→ Problem description: All lines from the one containing "trousers shown in this photograph." to the end of the entries below should be output exactly as they appear. No other lines should be output.

[Stored records]
===

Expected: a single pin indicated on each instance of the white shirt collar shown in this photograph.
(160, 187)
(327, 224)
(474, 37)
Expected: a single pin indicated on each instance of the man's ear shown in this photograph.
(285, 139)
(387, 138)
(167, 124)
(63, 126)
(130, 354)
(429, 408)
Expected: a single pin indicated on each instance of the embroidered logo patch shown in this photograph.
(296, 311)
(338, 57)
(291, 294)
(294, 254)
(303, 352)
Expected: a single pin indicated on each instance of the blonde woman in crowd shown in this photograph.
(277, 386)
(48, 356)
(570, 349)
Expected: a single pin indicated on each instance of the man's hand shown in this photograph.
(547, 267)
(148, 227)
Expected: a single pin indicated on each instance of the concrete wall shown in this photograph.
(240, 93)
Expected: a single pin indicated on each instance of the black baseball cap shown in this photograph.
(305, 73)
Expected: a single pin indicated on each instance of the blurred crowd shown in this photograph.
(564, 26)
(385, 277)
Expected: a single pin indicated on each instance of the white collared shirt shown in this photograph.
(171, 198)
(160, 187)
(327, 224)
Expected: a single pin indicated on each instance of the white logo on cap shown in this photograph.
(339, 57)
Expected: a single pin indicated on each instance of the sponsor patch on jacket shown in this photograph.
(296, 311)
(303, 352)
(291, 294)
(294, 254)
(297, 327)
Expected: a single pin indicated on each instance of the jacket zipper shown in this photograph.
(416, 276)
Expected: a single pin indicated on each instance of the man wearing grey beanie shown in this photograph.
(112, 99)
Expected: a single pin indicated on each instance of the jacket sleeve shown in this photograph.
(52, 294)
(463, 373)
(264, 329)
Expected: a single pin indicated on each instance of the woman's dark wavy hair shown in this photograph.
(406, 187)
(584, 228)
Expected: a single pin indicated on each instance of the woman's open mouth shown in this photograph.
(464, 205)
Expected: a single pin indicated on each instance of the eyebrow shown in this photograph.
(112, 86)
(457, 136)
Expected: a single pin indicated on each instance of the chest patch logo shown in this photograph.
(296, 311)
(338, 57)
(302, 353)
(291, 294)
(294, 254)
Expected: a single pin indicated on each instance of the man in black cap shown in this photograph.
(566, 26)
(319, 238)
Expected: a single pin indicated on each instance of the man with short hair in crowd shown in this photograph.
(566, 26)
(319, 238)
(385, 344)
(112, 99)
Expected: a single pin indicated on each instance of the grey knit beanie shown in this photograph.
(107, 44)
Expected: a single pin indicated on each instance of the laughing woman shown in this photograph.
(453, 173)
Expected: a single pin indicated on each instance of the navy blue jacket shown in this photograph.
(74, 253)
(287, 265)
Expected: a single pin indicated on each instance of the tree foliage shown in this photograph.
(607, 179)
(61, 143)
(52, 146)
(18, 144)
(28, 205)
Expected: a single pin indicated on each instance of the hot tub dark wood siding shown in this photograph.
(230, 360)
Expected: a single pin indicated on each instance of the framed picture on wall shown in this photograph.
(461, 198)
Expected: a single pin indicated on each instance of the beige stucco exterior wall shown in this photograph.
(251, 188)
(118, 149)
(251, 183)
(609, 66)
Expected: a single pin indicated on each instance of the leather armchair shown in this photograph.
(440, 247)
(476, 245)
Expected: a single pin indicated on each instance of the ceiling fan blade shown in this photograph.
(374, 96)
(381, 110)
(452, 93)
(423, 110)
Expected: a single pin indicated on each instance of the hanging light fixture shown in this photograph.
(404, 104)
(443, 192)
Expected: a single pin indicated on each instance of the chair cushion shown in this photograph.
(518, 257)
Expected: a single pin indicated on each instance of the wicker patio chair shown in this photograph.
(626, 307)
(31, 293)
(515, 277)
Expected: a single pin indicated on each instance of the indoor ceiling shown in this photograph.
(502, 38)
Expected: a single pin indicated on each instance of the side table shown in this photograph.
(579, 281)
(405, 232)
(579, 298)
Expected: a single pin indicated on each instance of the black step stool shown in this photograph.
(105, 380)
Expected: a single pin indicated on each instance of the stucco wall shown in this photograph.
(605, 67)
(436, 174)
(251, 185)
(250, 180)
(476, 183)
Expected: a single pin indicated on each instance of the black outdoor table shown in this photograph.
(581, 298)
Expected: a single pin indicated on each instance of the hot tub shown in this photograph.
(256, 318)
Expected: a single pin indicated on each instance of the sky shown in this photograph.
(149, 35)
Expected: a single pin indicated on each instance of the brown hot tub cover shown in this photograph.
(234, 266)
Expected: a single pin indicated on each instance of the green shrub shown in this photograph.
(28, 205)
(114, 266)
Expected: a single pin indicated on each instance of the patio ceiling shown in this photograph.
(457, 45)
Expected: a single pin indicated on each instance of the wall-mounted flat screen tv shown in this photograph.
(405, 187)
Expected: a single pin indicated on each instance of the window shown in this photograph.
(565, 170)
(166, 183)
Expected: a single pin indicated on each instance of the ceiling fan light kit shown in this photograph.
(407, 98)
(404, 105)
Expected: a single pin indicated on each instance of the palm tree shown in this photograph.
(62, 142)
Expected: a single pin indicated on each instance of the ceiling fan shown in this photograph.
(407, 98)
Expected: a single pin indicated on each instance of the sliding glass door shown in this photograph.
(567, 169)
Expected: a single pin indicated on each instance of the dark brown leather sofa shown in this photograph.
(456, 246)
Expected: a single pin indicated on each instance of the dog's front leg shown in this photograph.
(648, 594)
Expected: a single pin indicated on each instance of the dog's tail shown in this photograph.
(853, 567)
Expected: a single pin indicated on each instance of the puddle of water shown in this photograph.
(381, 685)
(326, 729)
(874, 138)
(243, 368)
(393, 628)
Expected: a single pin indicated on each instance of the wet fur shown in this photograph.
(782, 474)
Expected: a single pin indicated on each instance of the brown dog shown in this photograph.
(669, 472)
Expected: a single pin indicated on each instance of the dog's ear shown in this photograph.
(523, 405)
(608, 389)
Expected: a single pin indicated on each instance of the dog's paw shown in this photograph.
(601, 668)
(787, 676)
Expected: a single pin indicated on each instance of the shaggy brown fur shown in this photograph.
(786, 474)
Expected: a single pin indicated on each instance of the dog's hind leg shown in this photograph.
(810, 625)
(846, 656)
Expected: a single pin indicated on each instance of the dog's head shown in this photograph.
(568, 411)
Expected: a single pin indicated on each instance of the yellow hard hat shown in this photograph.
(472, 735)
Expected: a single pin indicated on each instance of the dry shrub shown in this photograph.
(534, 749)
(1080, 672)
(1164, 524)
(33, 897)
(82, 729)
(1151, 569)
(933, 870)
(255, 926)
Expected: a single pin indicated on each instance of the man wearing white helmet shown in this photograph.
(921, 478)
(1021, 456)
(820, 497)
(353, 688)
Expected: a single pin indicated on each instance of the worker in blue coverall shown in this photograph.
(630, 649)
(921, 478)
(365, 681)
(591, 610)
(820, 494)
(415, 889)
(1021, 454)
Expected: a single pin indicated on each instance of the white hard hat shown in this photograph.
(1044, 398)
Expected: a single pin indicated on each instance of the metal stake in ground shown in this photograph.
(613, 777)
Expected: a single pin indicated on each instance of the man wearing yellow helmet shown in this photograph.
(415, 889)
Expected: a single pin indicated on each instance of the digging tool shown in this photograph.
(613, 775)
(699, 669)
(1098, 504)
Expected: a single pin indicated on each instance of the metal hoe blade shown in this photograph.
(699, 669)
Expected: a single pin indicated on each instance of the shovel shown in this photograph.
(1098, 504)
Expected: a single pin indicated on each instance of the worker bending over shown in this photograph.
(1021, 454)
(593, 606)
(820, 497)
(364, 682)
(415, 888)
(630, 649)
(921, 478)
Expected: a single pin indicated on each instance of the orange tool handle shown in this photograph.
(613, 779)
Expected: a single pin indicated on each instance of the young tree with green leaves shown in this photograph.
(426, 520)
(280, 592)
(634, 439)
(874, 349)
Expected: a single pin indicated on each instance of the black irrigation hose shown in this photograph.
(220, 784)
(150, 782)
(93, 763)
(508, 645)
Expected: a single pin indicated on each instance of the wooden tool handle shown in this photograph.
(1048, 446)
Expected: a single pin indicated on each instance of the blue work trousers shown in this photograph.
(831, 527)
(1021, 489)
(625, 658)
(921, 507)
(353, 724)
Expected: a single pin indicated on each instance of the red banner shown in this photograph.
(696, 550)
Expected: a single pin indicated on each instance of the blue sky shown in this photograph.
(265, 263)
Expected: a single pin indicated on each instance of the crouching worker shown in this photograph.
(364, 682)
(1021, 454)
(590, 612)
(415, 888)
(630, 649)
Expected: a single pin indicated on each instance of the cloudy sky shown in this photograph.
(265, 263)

===

→ Output:
Expected: a single pin indicated on each instance of the blue work trousers shown in this photograph.
(831, 527)
(1021, 489)
(625, 658)
(921, 507)
(353, 724)
Expected: a single pin indicated on each instance of the red banner shown in this photograph.
(696, 550)
Expected: a single pin indicated on each instance of the blue sky shown in this photograph.
(265, 263)
Expected: a single pin indicated on each instance of the crouching worker shown in this photograph.
(364, 682)
(1021, 454)
(590, 612)
(415, 888)
(630, 649)
Expected: a single pin indicated on each instance of the cloudy sky shown in this photograph.
(265, 263)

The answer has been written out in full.